### ACTIONS À MENER
a – Mettez à jour le passage de l'extrait à lire allant de "Avec ses paroles" à "qu’elle prétend combattre." en y substituant "Laurent Fabius" à "Jack Lang".
b – Dans l'extrait à lire, transformez en liste à puces le paragraphe commençant par « C’est ce que montre, en 1993 », en conservant ses faits principaux.

### EXTRAIT À LIRE

Avec ses paroles candides qui racontent la condition minoritaire et la rage de s’en sortir, Goldman le fédérateur parvient à unir, le temps d’une chanson, une société divisée. Paradoxe : ce social-démocrate, insensible aux vieilles lunes marxistes, abhorre le cynisme de Mitterrand, auquel il préfère la rigueur rocardienne. Mais il contribue aussi sûrement que Jack Lang, alors ministre tout-puissant, à l’hégémonie culturelle du socialisme.

Ces glorieuses années (1980-2000) portent en germe les fractures sur lesquelles la gauche va se fracasser. Ainsi, la notion d’antiracisme est lourde d’ambiguïtés, puisqu’elle réinstaure de fait la notion de race qu’elle prétend combattre.

C’est ce que montre, en 1993, le sociologue Paul Yonnet dans un ouvrage précurseur, Voyage au centre du malaise français. L’antiracisme et le roman national(Gallimard, 1993). Sa thèse : au nom de la défense d’une France multiculturelle et multicolore, les défenseurs du droit à la différence passent sous silence les problèmes posés par l’immigration pour se concentrer sur l’accueil réservé aux immigrés. Ils poussent à l’abandon de l’assimilation, pourtant efficace, au profit d’une intégration aux contours flous, sapant la conscience que les Français ont d’eux-mêmes et de leur pays. Or, « c’est la disqualification, la déplétion et l’impossibilité de la nation politique qui font le lit des identitarismes », conclut l’essayiste. Autrement dit, l’effacement de la nation entraînerait mécaniquement la hantise de l’identité, un thème devenu obsessionnel dans la vie politique française. Ce cri d’alerte ne sera pas entendu. Dans les colonnes du Nouvel Observateur, on qualifie alors Paul Yonnet d’« allié objectif de Le Pen », tandis que Le Monde voit en lui le « théoricien démocratique du poujadisme ». SOS Racisme servira de repoussoir aux générations de militants suivantes, qui le jugeront inefficace et paternaliste.

### DONNÉES ENREGISTRÉES
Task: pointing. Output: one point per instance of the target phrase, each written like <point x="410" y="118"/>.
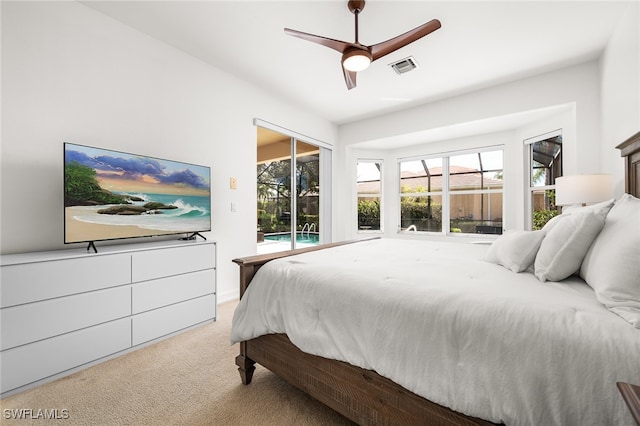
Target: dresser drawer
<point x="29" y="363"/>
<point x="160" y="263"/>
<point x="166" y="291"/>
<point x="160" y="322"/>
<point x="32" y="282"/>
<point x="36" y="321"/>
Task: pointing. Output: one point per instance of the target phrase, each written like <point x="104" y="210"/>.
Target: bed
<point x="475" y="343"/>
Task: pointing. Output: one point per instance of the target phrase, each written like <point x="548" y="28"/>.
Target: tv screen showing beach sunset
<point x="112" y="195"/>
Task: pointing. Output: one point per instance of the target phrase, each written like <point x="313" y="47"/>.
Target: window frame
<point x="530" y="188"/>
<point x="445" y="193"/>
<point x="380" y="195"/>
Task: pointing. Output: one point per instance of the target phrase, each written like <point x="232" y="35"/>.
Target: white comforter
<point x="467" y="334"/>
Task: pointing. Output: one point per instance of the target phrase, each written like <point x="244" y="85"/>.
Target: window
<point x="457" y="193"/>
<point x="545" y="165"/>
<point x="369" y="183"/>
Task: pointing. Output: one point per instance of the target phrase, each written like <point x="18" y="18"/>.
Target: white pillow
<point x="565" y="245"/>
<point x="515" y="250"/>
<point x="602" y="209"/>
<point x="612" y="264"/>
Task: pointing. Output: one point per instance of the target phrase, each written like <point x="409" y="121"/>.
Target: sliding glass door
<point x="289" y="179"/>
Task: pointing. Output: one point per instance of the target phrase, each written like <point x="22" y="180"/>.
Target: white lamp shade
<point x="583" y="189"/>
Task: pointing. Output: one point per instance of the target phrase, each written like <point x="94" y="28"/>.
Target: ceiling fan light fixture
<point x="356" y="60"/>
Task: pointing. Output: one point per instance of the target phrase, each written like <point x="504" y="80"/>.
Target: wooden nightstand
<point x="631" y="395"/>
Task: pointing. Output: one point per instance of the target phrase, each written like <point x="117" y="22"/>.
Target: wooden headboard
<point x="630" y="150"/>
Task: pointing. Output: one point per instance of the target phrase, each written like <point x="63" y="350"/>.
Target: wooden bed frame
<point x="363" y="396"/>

* * *

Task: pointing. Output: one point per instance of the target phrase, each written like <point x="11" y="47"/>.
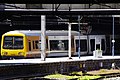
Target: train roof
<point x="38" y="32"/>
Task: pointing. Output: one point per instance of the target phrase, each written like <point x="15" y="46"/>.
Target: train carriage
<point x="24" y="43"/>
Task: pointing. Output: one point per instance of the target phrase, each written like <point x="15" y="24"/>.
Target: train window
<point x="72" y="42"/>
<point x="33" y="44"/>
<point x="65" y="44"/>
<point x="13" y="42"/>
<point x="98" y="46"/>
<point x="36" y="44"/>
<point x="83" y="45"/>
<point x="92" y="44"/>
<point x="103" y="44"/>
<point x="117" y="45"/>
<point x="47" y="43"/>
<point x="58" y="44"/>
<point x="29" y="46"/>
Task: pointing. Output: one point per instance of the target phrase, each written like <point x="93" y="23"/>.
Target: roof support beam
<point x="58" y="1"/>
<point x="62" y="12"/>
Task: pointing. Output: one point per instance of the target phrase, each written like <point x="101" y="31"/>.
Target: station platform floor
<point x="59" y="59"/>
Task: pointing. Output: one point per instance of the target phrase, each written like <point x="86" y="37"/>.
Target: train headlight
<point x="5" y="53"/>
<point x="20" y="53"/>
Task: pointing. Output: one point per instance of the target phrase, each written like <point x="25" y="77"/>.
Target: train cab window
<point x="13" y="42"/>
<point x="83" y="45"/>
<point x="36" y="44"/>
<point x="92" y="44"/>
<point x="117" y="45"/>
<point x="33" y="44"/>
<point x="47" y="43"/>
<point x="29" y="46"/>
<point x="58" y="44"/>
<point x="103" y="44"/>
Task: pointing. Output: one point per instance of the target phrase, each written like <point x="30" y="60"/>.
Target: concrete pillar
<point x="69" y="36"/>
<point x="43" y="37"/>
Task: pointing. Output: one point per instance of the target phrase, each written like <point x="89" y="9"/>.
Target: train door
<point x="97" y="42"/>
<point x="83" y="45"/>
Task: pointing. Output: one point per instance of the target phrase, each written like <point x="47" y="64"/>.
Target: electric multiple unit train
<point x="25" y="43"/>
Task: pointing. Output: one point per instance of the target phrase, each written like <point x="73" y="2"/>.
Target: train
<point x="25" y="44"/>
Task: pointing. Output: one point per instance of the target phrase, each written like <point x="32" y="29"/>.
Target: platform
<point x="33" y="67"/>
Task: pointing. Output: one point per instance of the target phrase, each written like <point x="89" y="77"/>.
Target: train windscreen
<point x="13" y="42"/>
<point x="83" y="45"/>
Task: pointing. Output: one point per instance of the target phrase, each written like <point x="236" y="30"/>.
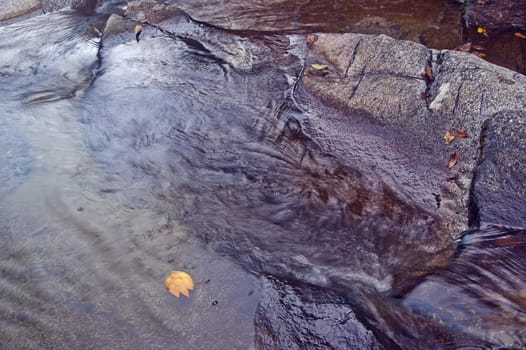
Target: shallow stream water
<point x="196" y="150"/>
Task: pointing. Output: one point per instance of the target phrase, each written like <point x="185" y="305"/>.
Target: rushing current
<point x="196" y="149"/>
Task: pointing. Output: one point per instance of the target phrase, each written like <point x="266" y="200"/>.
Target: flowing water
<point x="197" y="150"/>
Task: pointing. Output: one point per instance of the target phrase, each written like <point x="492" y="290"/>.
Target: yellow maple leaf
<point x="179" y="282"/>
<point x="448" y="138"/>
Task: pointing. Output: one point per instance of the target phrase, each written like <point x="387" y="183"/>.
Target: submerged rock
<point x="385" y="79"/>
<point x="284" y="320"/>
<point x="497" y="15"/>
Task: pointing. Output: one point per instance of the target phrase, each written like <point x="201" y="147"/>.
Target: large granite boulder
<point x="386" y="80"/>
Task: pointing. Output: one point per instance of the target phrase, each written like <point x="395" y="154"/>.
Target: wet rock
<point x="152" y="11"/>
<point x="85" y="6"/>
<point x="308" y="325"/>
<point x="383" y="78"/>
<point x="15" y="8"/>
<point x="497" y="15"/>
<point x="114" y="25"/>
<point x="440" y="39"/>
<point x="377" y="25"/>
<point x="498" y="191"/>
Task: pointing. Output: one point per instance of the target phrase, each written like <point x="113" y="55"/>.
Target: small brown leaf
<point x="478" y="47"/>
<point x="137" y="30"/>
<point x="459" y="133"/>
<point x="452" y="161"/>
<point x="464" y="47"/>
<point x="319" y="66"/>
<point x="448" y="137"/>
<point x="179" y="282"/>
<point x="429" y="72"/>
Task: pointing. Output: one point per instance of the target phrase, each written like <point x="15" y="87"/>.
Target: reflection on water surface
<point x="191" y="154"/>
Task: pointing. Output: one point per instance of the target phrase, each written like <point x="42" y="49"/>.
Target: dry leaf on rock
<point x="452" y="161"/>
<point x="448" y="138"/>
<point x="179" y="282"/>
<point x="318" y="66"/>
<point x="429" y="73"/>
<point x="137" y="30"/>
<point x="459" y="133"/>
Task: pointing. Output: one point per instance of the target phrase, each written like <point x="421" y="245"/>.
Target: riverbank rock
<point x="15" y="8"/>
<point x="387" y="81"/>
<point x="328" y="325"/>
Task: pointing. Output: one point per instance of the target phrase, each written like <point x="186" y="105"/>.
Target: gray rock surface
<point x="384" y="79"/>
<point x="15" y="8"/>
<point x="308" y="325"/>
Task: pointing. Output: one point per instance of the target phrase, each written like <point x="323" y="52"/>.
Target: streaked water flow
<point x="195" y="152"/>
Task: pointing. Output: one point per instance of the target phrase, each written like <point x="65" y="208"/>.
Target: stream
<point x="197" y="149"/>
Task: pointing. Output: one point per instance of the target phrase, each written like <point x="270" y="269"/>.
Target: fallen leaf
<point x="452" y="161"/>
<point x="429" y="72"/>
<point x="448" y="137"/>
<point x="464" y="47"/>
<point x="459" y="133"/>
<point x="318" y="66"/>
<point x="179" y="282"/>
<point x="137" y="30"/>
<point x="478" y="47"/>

### SOLUTIONS PROPOSÉES
a –
Avec ses paroles candides qui racontent la condition minoritaire et la rage de s’en sortir, Goldman le fédérateur parvient à unir, le temps d’une chanson, une société divisée. Paradoxe : ce social-démocrate, insensible aux vieilles lunes marxistes, abhorre le cynisme de Mitterrand, auquel il préfère la rigueur rocardienne. Mais il contribue aussi sûrement que Laurent Fabius, alors ministre tout-puissant, à l’hégémonie culturelle du socialisme.

Ces glorieuses années (1980-2000) portent en germe les fractures sur lesquelles la gauche va se fracasser. Ainsi, la notion d’antiracisme est lourde d’ambiguïtés, puisqu’elle réinstaure de fait la notion de race qu’elle prétend combattre.

b –
- En 1993, le sociologue Paul Yonnet publie un ouvrage précurseur, Voyage au centre du malaise français. L’antiracisme et le roman national (Gallimard).
- Sa thèse : au nom d'une France multiculturelle et multicolore, les défenseurs du droit à la différence taisent les problèmes posés par l'immigration pour se concentrer sur l'accueil réservé aux immigrés.
- Ils poussent à abandonner l'assimilation, pourtant efficace, au profit d'une intégration aux contours flous. Cela sape la conscience que les Français ont d'eux-mêmes et de leur pays.
- Selon lui, la disqualification de la nation politique nourrit les identitarismes. L'effacement de la nation entraînerait la hantise de l'identité, un thème devenu obsessionnel dans la vie politique française.
- Son alerte n'est pas entendue : Le Nouvel Observateur le qualifie d'« allié objectif de Le Pen » et Le Monde voit en lui le « théoricien démocratique du poujadisme ».
- SOS Racisme servira de repoussoir aux générations de militants suivantes, qui le jugeront inefficace et paternaliste.